■ AIM OF THE EXERCISE:
Render every line of the listing below as a JSON array of strings, one string per line, and omit any blank lines.

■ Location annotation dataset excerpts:
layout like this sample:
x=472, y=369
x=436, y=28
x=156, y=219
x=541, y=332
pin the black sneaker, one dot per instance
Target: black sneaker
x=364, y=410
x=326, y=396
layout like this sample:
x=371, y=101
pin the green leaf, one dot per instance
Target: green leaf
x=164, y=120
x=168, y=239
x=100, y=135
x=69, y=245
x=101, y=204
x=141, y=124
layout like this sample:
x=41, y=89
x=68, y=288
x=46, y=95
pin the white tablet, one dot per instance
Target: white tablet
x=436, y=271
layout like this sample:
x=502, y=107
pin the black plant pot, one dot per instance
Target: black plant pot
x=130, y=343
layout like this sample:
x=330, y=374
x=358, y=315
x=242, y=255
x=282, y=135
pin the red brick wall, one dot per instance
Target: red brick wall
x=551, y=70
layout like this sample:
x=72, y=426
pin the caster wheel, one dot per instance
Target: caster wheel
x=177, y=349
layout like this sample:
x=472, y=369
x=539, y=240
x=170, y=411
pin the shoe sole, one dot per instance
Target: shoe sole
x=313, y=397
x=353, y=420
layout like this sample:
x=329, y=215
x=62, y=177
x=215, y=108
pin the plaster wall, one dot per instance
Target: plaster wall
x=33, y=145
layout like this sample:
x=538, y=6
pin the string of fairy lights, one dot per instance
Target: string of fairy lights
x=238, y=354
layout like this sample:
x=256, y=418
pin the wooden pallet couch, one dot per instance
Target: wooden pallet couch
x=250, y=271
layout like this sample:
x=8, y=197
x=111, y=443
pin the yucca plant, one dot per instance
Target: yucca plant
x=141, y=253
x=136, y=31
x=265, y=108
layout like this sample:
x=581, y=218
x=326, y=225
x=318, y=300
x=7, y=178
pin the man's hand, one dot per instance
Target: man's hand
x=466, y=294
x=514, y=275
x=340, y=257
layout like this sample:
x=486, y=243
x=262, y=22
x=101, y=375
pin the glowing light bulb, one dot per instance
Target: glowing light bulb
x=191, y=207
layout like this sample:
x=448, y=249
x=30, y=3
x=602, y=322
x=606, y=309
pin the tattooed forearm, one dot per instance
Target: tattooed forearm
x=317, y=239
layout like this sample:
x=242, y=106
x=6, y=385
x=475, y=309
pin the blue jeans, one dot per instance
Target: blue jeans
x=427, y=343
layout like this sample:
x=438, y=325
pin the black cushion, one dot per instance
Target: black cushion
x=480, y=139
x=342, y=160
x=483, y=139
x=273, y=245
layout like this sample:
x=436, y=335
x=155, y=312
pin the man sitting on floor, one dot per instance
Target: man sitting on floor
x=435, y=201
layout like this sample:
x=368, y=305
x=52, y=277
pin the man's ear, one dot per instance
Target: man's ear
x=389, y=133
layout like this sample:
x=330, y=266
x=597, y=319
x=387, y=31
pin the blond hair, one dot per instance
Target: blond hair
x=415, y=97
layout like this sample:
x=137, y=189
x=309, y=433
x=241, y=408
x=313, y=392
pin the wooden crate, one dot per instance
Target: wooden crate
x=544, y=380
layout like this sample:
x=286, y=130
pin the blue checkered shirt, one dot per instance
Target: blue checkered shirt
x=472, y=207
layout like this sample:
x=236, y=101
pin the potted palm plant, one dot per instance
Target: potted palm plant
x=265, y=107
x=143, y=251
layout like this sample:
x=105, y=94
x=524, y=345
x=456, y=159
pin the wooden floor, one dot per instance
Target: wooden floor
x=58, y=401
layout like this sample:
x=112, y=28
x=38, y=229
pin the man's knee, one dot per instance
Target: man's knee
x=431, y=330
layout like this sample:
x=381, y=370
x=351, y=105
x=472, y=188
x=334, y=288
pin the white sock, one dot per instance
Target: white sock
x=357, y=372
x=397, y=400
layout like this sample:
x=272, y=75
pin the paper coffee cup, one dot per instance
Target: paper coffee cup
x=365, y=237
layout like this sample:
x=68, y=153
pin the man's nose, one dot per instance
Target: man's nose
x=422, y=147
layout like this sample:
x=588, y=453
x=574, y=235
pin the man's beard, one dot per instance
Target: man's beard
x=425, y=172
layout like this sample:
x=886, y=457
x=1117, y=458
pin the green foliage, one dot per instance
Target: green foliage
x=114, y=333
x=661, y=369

■ OUTPUT FOR THIS EXERCISE:
[
  "layout like this sample:",
  "x=472, y=369",
  "x=436, y=28",
  "x=156, y=219",
  "x=541, y=332",
  "pin the black sneaker, one dot per instance",
  "Target: black sneaker",
  "x=364, y=410",
  "x=326, y=396",
  "layout like this sample:",
  "x=371, y=101",
  "pin the green leaf, one dot per instance",
  "Target: green leaf",
  "x=164, y=120",
  "x=168, y=239",
  "x=100, y=135",
  "x=69, y=245",
  "x=101, y=204",
  "x=141, y=124",
  "layout like this sample:",
  "x=41, y=89",
  "x=68, y=288",
  "x=46, y=95",
  "pin the white tablet, one dot per instance",
  "Target: white tablet",
  "x=436, y=271",
  "layout like this sample:",
  "x=502, y=107",
  "pin the black plant pot, one dot per instance",
  "Target: black plant pot",
  "x=130, y=343",
  "layout like this sample:",
  "x=330, y=374",
  "x=358, y=315",
  "x=242, y=255",
  "x=282, y=135",
  "pin the red brick wall, one dot per instance",
  "Target: red brick wall",
  "x=551, y=70",
  "layout like this sample:",
  "x=72, y=426",
  "pin the caster wheel, one dot per instance",
  "Target: caster wheel",
  "x=177, y=349",
  "layout like this sample:",
  "x=472, y=369",
  "x=539, y=240",
  "x=170, y=411",
  "pin the shoe sole, one dot per instance",
  "Target: shoe sole",
  "x=313, y=397",
  "x=353, y=420",
  "layout like this sample:",
  "x=329, y=215",
  "x=62, y=177",
  "x=215, y=108",
  "pin the plaster wall, one dot per instance",
  "Target: plaster wall",
  "x=33, y=145",
  "layout like this sample:",
  "x=538, y=6",
  "pin the string of fairy lights, one dot per instance",
  "Target: string of fairy lights",
  "x=238, y=354",
  "layout like this sample:",
  "x=256, y=418",
  "pin the wooden pallet couch, one dot per instance",
  "Target: wooden pallet couch",
  "x=250, y=271",
  "layout like this sample:",
  "x=8, y=197",
  "x=111, y=443",
  "pin the yucca plant, one dot per instance",
  "Target: yucca plant",
  "x=141, y=253",
  "x=136, y=31",
  "x=265, y=108",
  "layout like this sample:",
  "x=581, y=218",
  "x=326, y=225",
  "x=318, y=300",
  "x=7, y=178",
  "pin the man's hand, one dot per instance",
  "Target: man's hand",
  "x=466, y=294",
  "x=514, y=275",
  "x=340, y=257",
  "layout like this sample:",
  "x=486, y=243",
  "x=262, y=22",
  "x=101, y=375",
  "pin the glowing light bulb, one dot per instance",
  "Target: glowing light bulb",
  "x=191, y=207",
  "layout like this sample:",
  "x=448, y=249",
  "x=30, y=3",
  "x=602, y=322",
  "x=606, y=309",
  "pin the tattooed forearm, one dot per instance",
  "Target: tattooed forearm",
  "x=317, y=239",
  "layout like this sample:",
  "x=242, y=106",
  "x=6, y=385",
  "x=475, y=309",
  "pin the blue jeans, one dot per instance",
  "Target: blue jeans",
  "x=427, y=343",
  "layout like this sample:",
  "x=438, y=325",
  "pin the black cushion, one dot per instance",
  "Target: black cushion",
  "x=480, y=139",
  "x=342, y=160",
  "x=483, y=139",
  "x=273, y=245",
  "layout like this sample:",
  "x=436, y=335",
  "x=155, y=312",
  "pin the man sitting on floor, one dot per instance",
  "Target: man sitting on floor",
  "x=435, y=201",
  "layout like this sample:",
  "x=368, y=305",
  "x=52, y=277",
  "pin the man's ear, one dot per instance",
  "Target: man's ear",
  "x=389, y=133",
  "layout like this sample:",
  "x=330, y=266",
  "x=597, y=319",
  "x=387, y=31",
  "pin the blond hair, one dot per instance",
  "Target: blond hair",
  "x=415, y=97",
  "layout like this sample:",
  "x=137, y=189",
  "x=309, y=433",
  "x=241, y=408",
  "x=313, y=392",
  "pin the wooden crate, one dot per instance",
  "Target: wooden crate",
  "x=544, y=380",
  "layout like this sample:",
  "x=286, y=130",
  "pin the blue checkered shirt, one dot per instance",
  "Target: blue checkered shirt",
  "x=472, y=207",
  "layout like this sample:",
  "x=236, y=101",
  "pin the potted palm plant, one dot per instance",
  "Target: potted palm plant",
  "x=265, y=107",
  "x=143, y=251",
  "layout like this sample:",
  "x=105, y=94",
  "x=524, y=345",
  "x=456, y=159",
  "pin the wooden floor, one dot per instance",
  "Target: wooden floor",
  "x=58, y=401",
  "layout like this sample:",
  "x=112, y=28",
  "x=38, y=229",
  "pin the man's knee, one dot per instance",
  "Target: man's knee",
  "x=431, y=330",
  "layout like this sample:",
  "x=381, y=370",
  "x=351, y=105",
  "x=472, y=188",
  "x=334, y=288",
  "pin the white sock, one dot per instance",
  "Target: white sock",
  "x=357, y=372",
  "x=397, y=400",
  "layout like this sample:",
  "x=272, y=75",
  "pin the paper coffee cup, one dot per instance",
  "Target: paper coffee cup",
  "x=365, y=237",
  "layout like this sample:",
  "x=68, y=153",
  "pin the man's nose, one dot per instance",
  "Target: man's nose",
  "x=422, y=147",
  "layout like this sample:",
  "x=588, y=453",
  "x=574, y=235",
  "pin the man's beard, one dot per instance",
  "Target: man's beard",
  "x=425, y=172",
  "layout like this sample:",
  "x=886, y=457",
  "x=1117, y=458",
  "pin the green foliage, one dot per instance",
  "Target: green foliage",
  "x=114, y=333",
  "x=661, y=369"
]